◆ Natural-language object grounding data
==============================

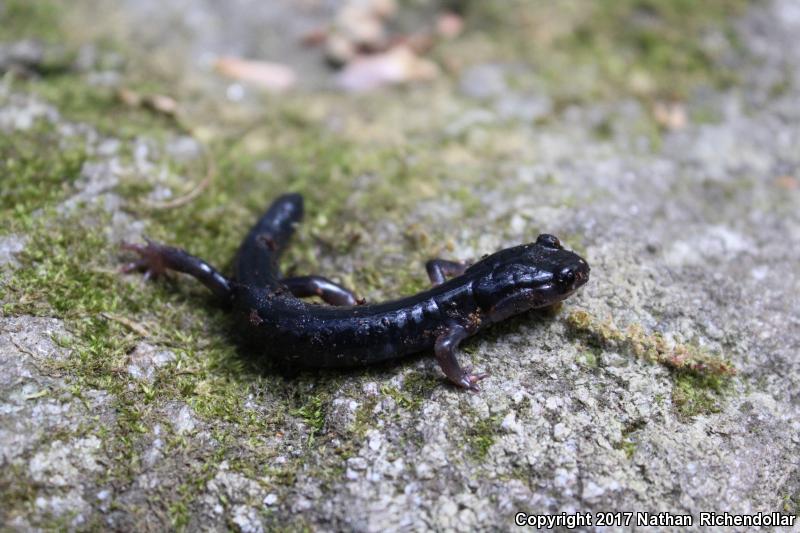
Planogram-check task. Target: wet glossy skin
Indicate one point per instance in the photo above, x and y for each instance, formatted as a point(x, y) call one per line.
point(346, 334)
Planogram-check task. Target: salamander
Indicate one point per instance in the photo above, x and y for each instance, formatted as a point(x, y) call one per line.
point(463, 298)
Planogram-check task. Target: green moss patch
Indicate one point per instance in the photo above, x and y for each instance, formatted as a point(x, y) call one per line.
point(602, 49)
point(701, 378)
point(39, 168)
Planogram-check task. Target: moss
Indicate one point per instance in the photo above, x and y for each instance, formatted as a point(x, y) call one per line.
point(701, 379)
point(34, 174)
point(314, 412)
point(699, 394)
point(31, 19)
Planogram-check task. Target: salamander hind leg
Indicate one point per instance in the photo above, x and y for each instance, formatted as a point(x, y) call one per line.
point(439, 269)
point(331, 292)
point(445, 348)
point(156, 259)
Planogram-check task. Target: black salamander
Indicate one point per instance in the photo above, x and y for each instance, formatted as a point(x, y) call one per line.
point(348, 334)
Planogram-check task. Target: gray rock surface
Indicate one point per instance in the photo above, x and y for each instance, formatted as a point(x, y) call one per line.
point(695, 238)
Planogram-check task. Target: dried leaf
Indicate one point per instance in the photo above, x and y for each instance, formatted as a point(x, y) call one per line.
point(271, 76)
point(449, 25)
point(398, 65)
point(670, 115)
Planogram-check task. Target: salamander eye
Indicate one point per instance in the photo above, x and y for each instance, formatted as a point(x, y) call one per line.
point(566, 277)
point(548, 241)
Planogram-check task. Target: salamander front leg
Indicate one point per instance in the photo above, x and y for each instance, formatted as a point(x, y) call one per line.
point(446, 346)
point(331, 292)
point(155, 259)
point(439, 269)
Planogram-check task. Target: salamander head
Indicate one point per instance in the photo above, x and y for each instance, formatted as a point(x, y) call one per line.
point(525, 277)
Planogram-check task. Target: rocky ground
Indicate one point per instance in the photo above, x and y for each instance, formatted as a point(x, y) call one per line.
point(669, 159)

==============================

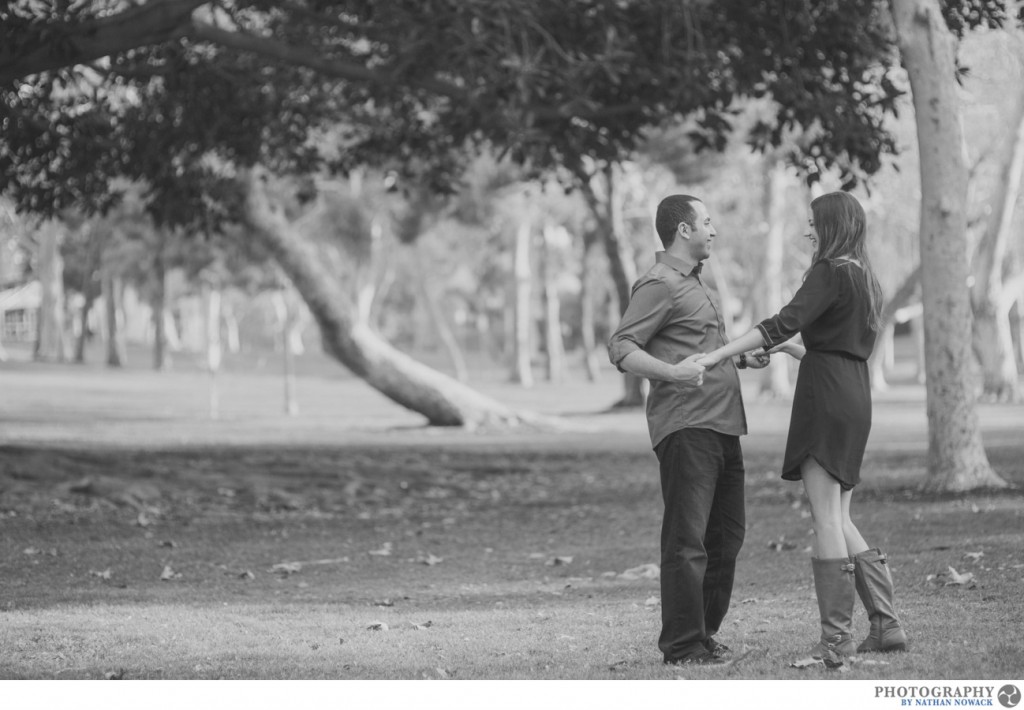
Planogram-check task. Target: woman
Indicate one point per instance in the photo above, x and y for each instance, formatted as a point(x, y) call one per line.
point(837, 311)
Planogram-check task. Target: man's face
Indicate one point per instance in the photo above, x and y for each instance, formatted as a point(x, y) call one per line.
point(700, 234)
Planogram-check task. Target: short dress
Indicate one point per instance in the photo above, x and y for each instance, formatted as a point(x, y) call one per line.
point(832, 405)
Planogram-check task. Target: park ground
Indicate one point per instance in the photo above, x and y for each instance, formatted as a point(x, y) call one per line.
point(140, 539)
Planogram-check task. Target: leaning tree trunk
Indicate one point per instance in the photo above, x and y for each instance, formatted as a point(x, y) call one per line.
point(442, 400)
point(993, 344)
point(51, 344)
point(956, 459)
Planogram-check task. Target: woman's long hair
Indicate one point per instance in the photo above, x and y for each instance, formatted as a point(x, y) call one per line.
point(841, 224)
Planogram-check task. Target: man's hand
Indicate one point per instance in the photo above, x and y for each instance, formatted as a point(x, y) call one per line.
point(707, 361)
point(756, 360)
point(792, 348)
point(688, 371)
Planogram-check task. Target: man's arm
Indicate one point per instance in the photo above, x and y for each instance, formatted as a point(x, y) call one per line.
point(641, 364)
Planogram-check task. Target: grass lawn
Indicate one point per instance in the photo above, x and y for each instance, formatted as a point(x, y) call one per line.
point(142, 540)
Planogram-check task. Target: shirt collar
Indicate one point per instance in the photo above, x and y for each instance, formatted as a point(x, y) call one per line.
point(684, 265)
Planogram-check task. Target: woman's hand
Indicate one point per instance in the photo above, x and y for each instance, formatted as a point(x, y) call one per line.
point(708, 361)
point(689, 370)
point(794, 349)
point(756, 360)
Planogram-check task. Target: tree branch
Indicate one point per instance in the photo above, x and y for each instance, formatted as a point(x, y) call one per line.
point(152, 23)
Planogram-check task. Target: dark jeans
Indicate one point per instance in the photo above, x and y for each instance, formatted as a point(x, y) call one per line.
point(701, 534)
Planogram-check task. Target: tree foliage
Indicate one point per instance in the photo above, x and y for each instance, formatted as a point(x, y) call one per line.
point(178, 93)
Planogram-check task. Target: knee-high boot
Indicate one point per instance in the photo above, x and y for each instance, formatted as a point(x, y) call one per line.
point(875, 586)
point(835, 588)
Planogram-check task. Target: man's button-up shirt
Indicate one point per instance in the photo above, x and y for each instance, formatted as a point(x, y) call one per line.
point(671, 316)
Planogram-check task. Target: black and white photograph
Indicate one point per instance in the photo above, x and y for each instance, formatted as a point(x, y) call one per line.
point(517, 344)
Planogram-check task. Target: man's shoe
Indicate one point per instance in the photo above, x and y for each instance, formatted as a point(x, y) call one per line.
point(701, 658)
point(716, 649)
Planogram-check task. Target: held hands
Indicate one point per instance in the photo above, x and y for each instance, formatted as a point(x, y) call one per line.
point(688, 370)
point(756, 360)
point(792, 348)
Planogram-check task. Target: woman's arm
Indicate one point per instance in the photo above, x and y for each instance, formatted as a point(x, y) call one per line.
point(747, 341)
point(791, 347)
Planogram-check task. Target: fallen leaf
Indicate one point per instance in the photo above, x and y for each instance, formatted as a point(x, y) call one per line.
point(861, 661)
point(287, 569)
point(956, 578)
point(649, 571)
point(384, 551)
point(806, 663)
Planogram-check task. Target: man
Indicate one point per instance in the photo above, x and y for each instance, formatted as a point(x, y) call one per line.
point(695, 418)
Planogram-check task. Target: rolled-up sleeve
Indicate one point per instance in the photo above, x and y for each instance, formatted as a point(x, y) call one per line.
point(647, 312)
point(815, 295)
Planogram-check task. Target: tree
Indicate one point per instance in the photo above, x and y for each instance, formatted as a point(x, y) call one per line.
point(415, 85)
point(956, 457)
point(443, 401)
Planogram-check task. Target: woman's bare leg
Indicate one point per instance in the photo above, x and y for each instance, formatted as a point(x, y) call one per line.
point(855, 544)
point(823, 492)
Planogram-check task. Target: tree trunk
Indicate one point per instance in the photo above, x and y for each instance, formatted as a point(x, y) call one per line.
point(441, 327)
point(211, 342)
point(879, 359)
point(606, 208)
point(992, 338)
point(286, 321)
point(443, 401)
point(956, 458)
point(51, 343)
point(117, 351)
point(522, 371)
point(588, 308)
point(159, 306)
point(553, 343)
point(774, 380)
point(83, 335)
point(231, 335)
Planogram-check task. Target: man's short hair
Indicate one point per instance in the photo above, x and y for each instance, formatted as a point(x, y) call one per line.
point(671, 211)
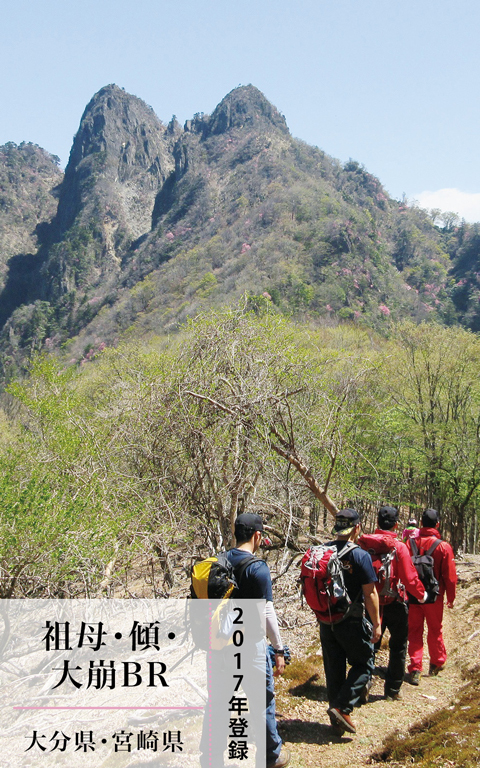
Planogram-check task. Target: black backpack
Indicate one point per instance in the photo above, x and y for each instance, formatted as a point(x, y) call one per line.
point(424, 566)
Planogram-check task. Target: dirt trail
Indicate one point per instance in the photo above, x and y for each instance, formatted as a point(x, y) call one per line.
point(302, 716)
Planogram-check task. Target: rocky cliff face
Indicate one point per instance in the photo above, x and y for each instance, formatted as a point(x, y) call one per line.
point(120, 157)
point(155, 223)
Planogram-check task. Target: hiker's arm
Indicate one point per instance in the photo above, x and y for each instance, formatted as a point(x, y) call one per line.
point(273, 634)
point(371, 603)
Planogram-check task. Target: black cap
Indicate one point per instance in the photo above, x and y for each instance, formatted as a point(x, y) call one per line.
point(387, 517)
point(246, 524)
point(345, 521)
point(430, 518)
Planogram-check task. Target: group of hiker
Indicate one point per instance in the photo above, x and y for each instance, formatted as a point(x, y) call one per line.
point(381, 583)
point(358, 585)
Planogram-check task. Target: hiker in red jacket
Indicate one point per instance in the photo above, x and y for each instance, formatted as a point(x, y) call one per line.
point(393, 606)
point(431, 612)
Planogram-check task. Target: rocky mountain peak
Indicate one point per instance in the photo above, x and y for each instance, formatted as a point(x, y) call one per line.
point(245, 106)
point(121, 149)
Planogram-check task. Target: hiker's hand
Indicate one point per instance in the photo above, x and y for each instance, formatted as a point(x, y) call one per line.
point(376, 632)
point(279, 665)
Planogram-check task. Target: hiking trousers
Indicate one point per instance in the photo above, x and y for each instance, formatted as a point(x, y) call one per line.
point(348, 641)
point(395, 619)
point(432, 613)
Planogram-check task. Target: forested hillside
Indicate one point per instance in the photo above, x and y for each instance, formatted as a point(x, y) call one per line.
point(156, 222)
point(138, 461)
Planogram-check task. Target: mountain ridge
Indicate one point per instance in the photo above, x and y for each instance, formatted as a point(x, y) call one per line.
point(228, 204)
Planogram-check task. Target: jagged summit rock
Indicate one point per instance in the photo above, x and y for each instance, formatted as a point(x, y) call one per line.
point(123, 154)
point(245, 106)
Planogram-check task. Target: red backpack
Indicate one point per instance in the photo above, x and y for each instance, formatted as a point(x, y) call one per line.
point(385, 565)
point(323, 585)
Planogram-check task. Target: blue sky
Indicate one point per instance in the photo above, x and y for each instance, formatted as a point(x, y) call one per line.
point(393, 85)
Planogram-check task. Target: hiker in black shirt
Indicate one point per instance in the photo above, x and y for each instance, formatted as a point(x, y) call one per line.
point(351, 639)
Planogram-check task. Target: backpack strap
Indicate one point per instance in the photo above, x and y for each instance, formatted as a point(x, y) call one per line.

==============================

Select the lines from the entries that include the word "black".

◆ PROBLEM SOLUTION
Planogram-check task. Target: black salamander
Planogram-check task. Target: black and white photograph
Planogram-check task. Target: black backpack
Planogram-check task. Target: black cap
Planogram-check task. Target: hiker in black shirt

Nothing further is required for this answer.